GIVEN TEXT →
# Wine Pairing



## Runningwolf (Mar 20, 2014)

This one is too good and I had to share it. Last night I enjoyed a nice steak I cooked on the grill with some Chilean Malbec. It was very good.

Well then later on as I was checking out the forum I was eating a Mint Chocolate Chip Klondike with the Malbec. Believe it or not they went really well together.


----------



## grapeman (Mar 20, 2014)

Everything tastes better with a Klondike Bar!


----------



## Boatboy24 (Mar 20, 2014)

Sounds good. I'm amazed sometimes when I'm finishing my wine and dessert is on the table, at just how well red wine can go with sweets.


----------



## cmason1957 (Mar 20, 2014)

Chocolate and red wine are always a good pairing. One of my favorites is fudge and Zinfandel Port.


----------



## peaches9324 (Mar 20, 2014)

cmason1957 said:


> Chocolate and red wine are always a good pairing. One of my favorites is fudge and Zinfandel Port.



there is nothing better than chocolate anything with port!


----------



## seth8530 (Mar 21, 2014)

You mean their is nothing Better than port right?


----------



## Julie (Mar 21, 2014)

Try a Lindt's hazelnut dark chocolate with a white wine.


----------



## JohnT (Mar 21, 2014)

cmason1957 said:


> Chocolate and red wine are always a good pairing. One of my favorites is fudge and Zinfandel Port.


 

Red wine and milk chocolate is ok, but Semi-sweet chocolate an a bold red wine is superb! I think that Klondike bars use semi-sweet chocolate which explains why they go so well together.


----------



## stevieevans (Oct 10, 2014)

Hello, Everything taste good with red wine. Red wine and chocolate are always a good pairing. You can also try chocolate with white wine.

INFORMATION SHOWN →
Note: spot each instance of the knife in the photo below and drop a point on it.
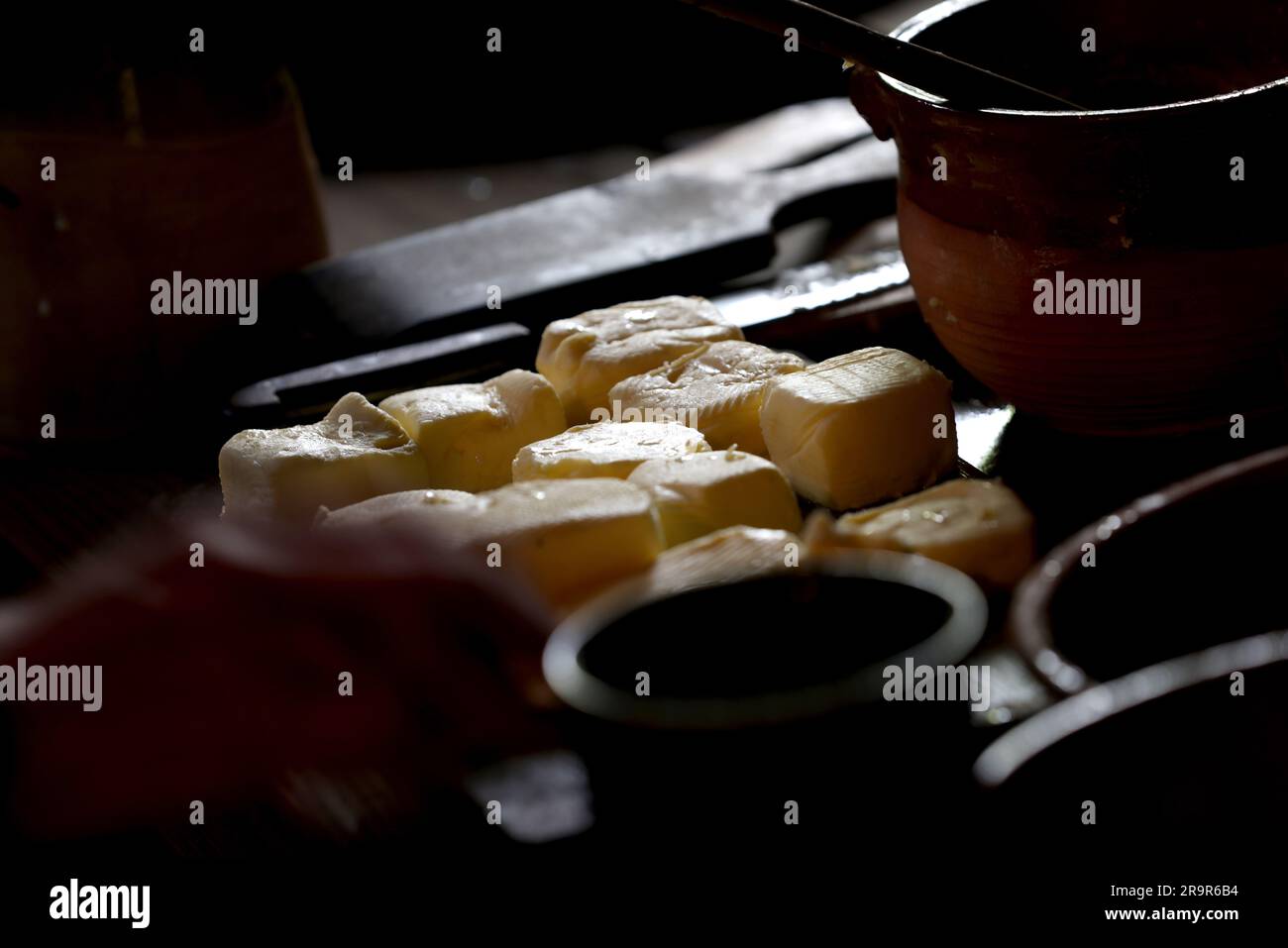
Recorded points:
(697, 219)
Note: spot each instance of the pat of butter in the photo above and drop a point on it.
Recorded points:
(356, 453)
(604, 450)
(708, 491)
(861, 428)
(979, 527)
(469, 434)
(587, 356)
(566, 539)
(716, 388)
(728, 556)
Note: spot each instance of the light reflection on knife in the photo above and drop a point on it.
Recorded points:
(825, 290)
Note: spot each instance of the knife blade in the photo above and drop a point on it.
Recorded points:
(578, 249)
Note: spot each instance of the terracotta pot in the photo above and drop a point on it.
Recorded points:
(198, 180)
(1137, 188)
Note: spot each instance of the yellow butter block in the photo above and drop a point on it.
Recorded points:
(469, 434)
(604, 450)
(356, 453)
(979, 527)
(587, 356)
(728, 556)
(703, 492)
(565, 539)
(861, 428)
(717, 388)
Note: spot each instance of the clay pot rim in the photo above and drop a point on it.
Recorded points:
(941, 11)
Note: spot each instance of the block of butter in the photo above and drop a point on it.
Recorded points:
(565, 539)
(707, 491)
(716, 388)
(605, 450)
(469, 434)
(728, 556)
(587, 356)
(356, 453)
(979, 527)
(861, 428)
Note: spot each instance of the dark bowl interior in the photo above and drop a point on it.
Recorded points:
(1147, 52)
(767, 635)
(1202, 571)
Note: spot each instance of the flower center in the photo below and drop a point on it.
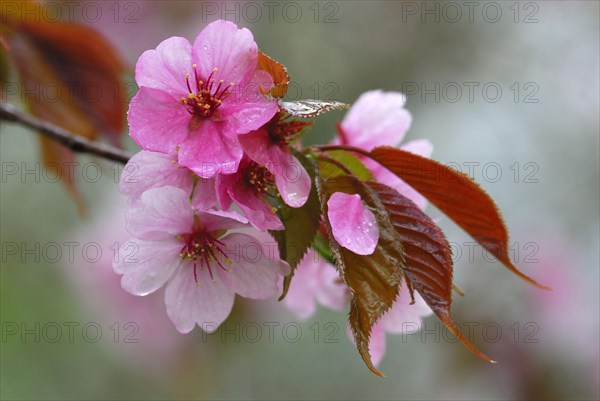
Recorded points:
(259, 178)
(202, 250)
(207, 98)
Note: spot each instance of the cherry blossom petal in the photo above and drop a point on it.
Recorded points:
(231, 50)
(258, 212)
(209, 151)
(352, 224)
(293, 182)
(377, 118)
(223, 183)
(157, 121)
(147, 170)
(166, 67)
(163, 212)
(147, 265)
(404, 317)
(251, 275)
(206, 303)
(377, 344)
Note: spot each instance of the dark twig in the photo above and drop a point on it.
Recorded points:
(75, 143)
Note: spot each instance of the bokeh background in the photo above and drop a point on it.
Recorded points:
(507, 93)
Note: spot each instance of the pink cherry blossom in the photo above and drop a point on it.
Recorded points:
(250, 188)
(147, 170)
(187, 250)
(379, 118)
(269, 147)
(317, 281)
(353, 225)
(198, 98)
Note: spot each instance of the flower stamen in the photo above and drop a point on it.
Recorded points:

TASK TO CARRY OUT → Could you reproduce the wine pairing thread above word for word, from its title through the final post?

ANSWER TO THIS TASK →
# Wine Pairing



## Runningwolf (Mar 20, 2014)

This one is too good and I had to share it. Last night I enjoyed a nice steak I cooked on the grill with some Chilean Malbec. It was very good.

Well then later on as I was checking out the forum I was eating a Mint Chocolate Chip Klondike with the Malbec. Believe it or not they went really well together.


----------



## grapeman (Mar 20, 2014)

Everything tastes better with a Klondike Bar!


----------



## Boatboy24 (Mar 20, 2014)

Sounds good. I'm amazed sometimes when I'm finishing my wine and dessert is on the table, at just how well red wine can go with sweets.


----------



## cmason1957 (Mar 20, 2014)

Chocolate and red wine are always a good pairing. One of my favorites is fudge and Zinfandel Port.


----------



## peaches9324 (Mar 20, 2014)

cmason1957 said:


> Chocolate and red wine are always a good pairing. One of my favorites is fudge and Zinfandel Port.



there is nothing better than chocolate anything with port!


----------



## seth8530 (Mar 21, 2014)

You mean their is nothing Better than port right?


----------



## Julie (Mar 21, 2014)

Try a Lindt's hazelnut dark chocolate with a white wine.


----------



## JohnT (Mar 21, 2014)

cmason1957 said:


> Chocolate and red wine are always a good pairing. One of my favorites is fudge and Zinfandel Port.


 

Red wine and milk chocolate is ok, but Semi-sweet chocolate an a bold red wine is superb! I think that Klondike bars use semi-sweet chocolate which explains why they go so well together.


----------



## stevieevans (Oct 10, 2014)

Hello, Everything taste good with red wine. Red wine and chocolate are always a good pairing. You can also try chocolate with white wine.